◆ Provided entries:

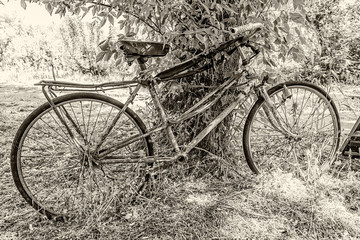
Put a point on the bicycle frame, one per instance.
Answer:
(101, 155)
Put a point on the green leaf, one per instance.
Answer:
(298, 3)
(23, 4)
(107, 56)
(102, 23)
(49, 8)
(297, 17)
(111, 19)
(100, 56)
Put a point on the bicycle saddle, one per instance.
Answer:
(144, 49)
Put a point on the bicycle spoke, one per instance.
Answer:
(61, 177)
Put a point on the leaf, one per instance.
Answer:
(298, 3)
(302, 40)
(49, 8)
(23, 4)
(102, 23)
(107, 56)
(100, 56)
(119, 61)
(111, 19)
(297, 17)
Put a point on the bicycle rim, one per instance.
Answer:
(309, 114)
(56, 177)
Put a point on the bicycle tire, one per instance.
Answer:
(48, 170)
(266, 150)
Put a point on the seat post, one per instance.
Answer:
(141, 62)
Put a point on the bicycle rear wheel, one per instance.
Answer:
(308, 113)
(56, 175)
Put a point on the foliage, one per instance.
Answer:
(25, 46)
(80, 41)
(336, 25)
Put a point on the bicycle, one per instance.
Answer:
(74, 151)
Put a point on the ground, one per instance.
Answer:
(272, 206)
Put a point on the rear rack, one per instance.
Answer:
(70, 86)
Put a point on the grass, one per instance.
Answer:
(318, 204)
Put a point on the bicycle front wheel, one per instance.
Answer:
(312, 129)
(55, 172)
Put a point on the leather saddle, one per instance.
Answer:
(143, 49)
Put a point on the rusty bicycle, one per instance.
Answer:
(79, 150)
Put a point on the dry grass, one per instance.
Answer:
(319, 204)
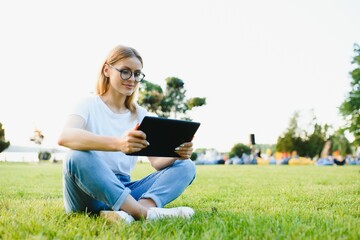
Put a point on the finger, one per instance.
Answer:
(137, 134)
(187, 144)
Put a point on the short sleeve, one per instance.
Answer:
(142, 112)
(82, 109)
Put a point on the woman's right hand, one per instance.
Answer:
(133, 141)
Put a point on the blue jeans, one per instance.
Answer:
(90, 185)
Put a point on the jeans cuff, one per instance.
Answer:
(154, 198)
(121, 199)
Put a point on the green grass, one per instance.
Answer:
(231, 202)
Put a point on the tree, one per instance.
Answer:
(350, 108)
(169, 103)
(3, 143)
(316, 140)
(305, 144)
(340, 143)
(239, 149)
(289, 141)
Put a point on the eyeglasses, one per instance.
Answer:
(126, 74)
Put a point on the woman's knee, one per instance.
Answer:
(188, 169)
(79, 160)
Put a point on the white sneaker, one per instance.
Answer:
(114, 216)
(159, 213)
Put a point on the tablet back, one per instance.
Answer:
(164, 135)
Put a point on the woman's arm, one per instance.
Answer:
(184, 151)
(74, 136)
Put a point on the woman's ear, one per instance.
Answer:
(106, 70)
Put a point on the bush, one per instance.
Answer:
(4, 145)
(239, 149)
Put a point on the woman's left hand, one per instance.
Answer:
(185, 150)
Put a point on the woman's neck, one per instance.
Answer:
(115, 103)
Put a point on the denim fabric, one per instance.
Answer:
(91, 186)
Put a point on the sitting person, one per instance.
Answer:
(99, 132)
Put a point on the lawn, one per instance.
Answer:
(231, 202)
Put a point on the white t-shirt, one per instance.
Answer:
(99, 119)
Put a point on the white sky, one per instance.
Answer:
(256, 62)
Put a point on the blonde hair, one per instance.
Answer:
(116, 54)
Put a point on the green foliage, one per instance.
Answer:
(238, 150)
(3, 144)
(290, 140)
(350, 108)
(230, 202)
(169, 103)
(194, 156)
(316, 141)
(308, 144)
(340, 142)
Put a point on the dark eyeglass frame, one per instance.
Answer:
(137, 79)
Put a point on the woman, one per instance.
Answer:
(100, 131)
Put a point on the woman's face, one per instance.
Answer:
(117, 84)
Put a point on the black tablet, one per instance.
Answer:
(164, 135)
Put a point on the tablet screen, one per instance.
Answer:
(164, 135)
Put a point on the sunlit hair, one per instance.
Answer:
(116, 54)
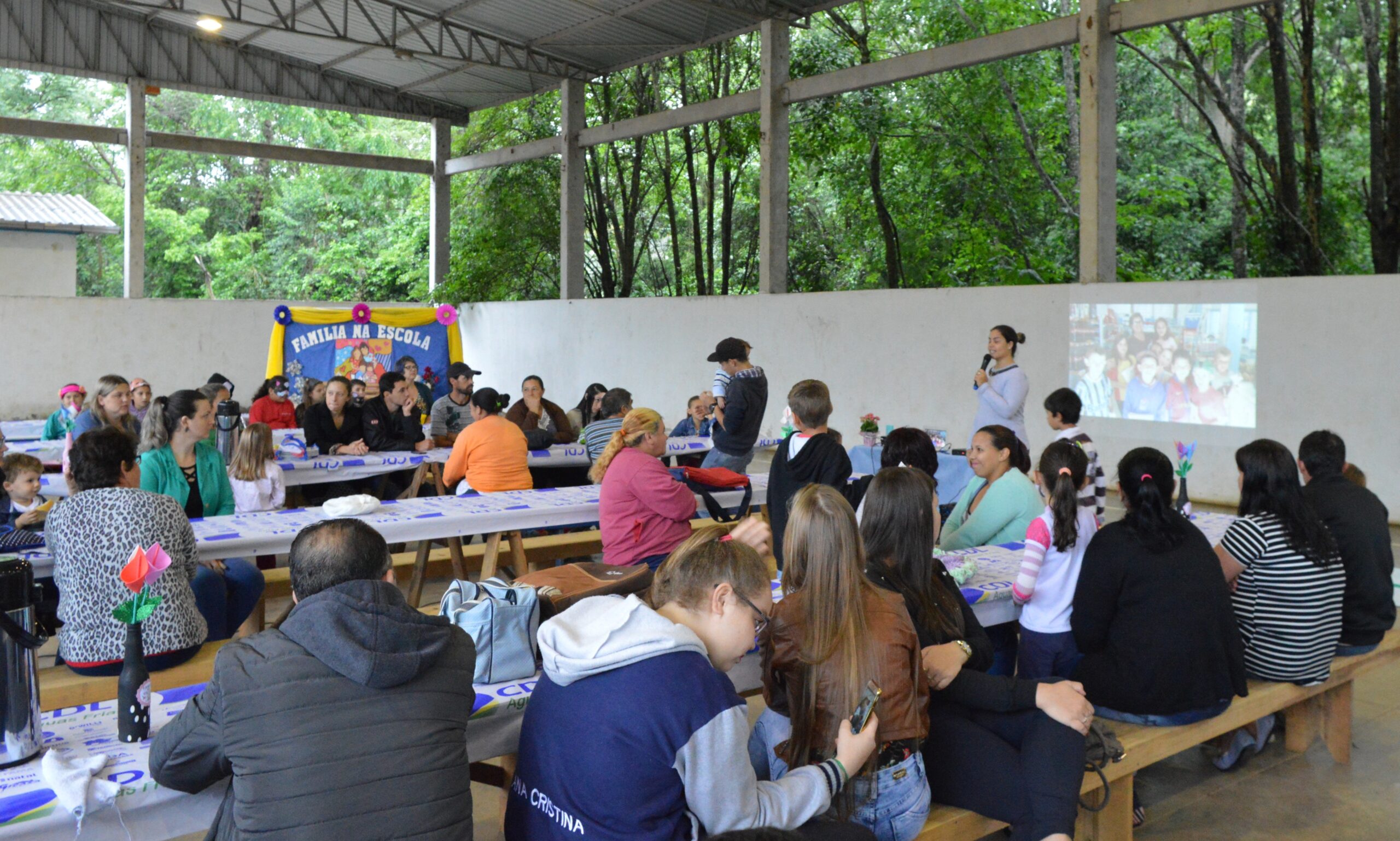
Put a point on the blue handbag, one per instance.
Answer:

◆ Directive:
Rewrite all of the data above as a JSON list of strings with one string per line. Skip blank lines and leave out the pictures.

◆ Output:
[
  "Put a point on the bicycle frame, one per instance.",
  "Answer:",
  "(101, 155)",
  "Put a point on the green leaf, one per instance.",
  "Answer:",
  "(298, 3)",
  "(23, 4)",
  "(107, 56)",
  "(102, 23)",
  "(49, 8)",
  "(297, 17)",
  "(111, 19)",
  "(100, 56)",
  "Put a point on the bicycle saddle, one per instance.",
  "Answer:",
  "(144, 49)",
  "Put a point on the bicycle spoke, one per instance.",
  "Answer:",
  "(61, 177)",
  "Put a point on the leaf, one per instance.",
  "Answer:",
  "(298, 3)",
  "(302, 40)",
  "(49, 8)",
  "(23, 4)",
  "(102, 23)",
  "(107, 56)",
  "(100, 56)",
  "(119, 61)",
  "(111, 19)",
  "(297, 17)",
  "Put a point on the bicycle rim, one per instance.",
  "Answer:",
  "(309, 114)",
  "(56, 177)",
  "Put a point on the bicycle tire, one per instance.",
  "Answer:",
  "(48, 170)",
  "(266, 150)",
  "Put a point on the seat post, one per instance.",
  "Answer:",
  "(141, 62)",
  "Put a point on the bicycle rear wheel, one per instance.",
  "Answer:",
  "(308, 113)",
  "(56, 175)",
  "Put a point on the foliage, one per instance.",
  "Answer:",
  "(25, 46)",
  "(80, 41)",
  "(336, 25)",
  "Put a point on the bicycle, one per instance.",
  "Answer:",
  "(74, 151)",
  "Put a point on the ground, one per instance.",
  "Answer:",
  "(272, 206)",
  "Put a point on the rear rack, one per instance.",
  "Answer:",
  "(70, 86)",
  "Put a point on the grass, one per instance.",
  "Answer:",
  "(318, 204)",
  "Put a point on the bicycle front wheel, one per instance.",
  "Answer:",
  "(312, 129)",
  "(55, 172)",
  "Put a point on the leather saddle, one per instance.",
  "Answer:",
  "(143, 49)",
  "Put a point on the rusty bicycle, one per instance.",
  "Answer:",
  "(79, 150)",
  "Put a point on the dry grass, one per instance.",
  "Answer:",
  "(319, 204)",
  "Put a point on the finger, one per instance.",
  "Answer:",
  "(137, 134)",
  "(187, 144)",
  "Put a point on the short sleeve, one per instance.",
  "Answer:",
  "(142, 112)",
  "(82, 109)",
  "Put a point on the woman's right hand, one per instance.",
  "Answer:",
  "(133, 141)",
  "Put a point on the blue jeans, one per instance.",
  "Answer:",
  "(90, 185)",
  "Put a point on the jeans cuff, one per instance.",
  "Answer:",
  "(154, 198)",
  "(121, 199)",
  "Put a point on the green grass, one per instance.",
  "Answer:",
  "(231, 202)",
  "Put a point on the tree, one per instance.",
  "Answer:",
  "(350, 108)",
  "(169, 103)",
  "(3, 143)",
  "(316, 140)",
  "(305, 144)",
  "(340, 143)",
  "(239, 149)",
  "(289, 141)",
  "Put a point on the eyeglasses, one per instance.",
  "Answer:",
  "(126, 74)",
  "Put a point on the woman's knee, one per instance.",
  "Answer:",
  "(188, 169)",
  "(79, 160)",
  "Put a point on the white sneaker, one per instance.",
  "Answer:",
  "(114, 216)",
  "(159, 213)",
  "Put a point on the tablet back, one per instance.",
  "Answer:",
  "(164, 135)",
  "Put a point on the woman's arm, one per instance.",
  "Answer:",
  "(184, 151)",
  "(74, 136)",
  "Put a point on the woman's ear, one per instance.",
  "Answer:",
  "(106, 70)",
  "Put a point on the bush, one per instance.",
  "Answer:",
  "(4, 145)",
  "(239, 149)",
  "Put a point on the woman's left hand, one per instance.",
  "Answer:",
  "(185, 150)",
  "Put a point on the woman's neck, one per instance.",
  "Answer:",
  "(115, 103)",
  "Put a point on the denim fabric, one per instance.",
  "Answer:",
  "(91, 186)",
  "Put a point on the sitting person, one per instance.",
  "Answer:",
  "(99, 132)",
  "Put a point on the lawn, one per instance.",
  "Answer:",
  "(231, 202)",
  "Put a point on the white t-shirt, one per instance.",
  "Answer:",
  "(99, 119)",
  "Put a point on the white sky, one per instance.",
  "Answer:",
  "(256, 62)",
  "Put a point on the blonde hair, one per instance.",
  "Answer:",
  "(116, 54)",
  "Put a point on the green foliage, one per instance.",
  "Answer:",
  "(238, 150)",
  "(3, 144)",
  "(290, 140)",
  "(350, 108)",
  "(230, 202)",
  "(169, 103)",
  "(194, 156)",
  "(316, 141)",
  "(308, 144)",
  "(340, 142)",
  "Put a point on the dark eyeglass frame, one per instance.",
  "Answer:",
  "(137, 79)",
  "Put a point on the woman, one per instance.",
  "Answer:",
  "(100, 131)",
  "Put a point on the woman's face, one per instance.",
  "Answer:",
  "(117, 84)",
  "Put a point on the black tablet, one per instance.",
  "Answer:",
  "(164, 135)",
  "Put a point on the tablet screen, one per instance.",
  "Answer:",
  "(164, 135)",
  "Put a point on the sunlit hair, one per instance.",
  "Answer:",
  "(116, 54)",
  "Put a point on the blue handbag, one per instance.",
  "Answer:"
]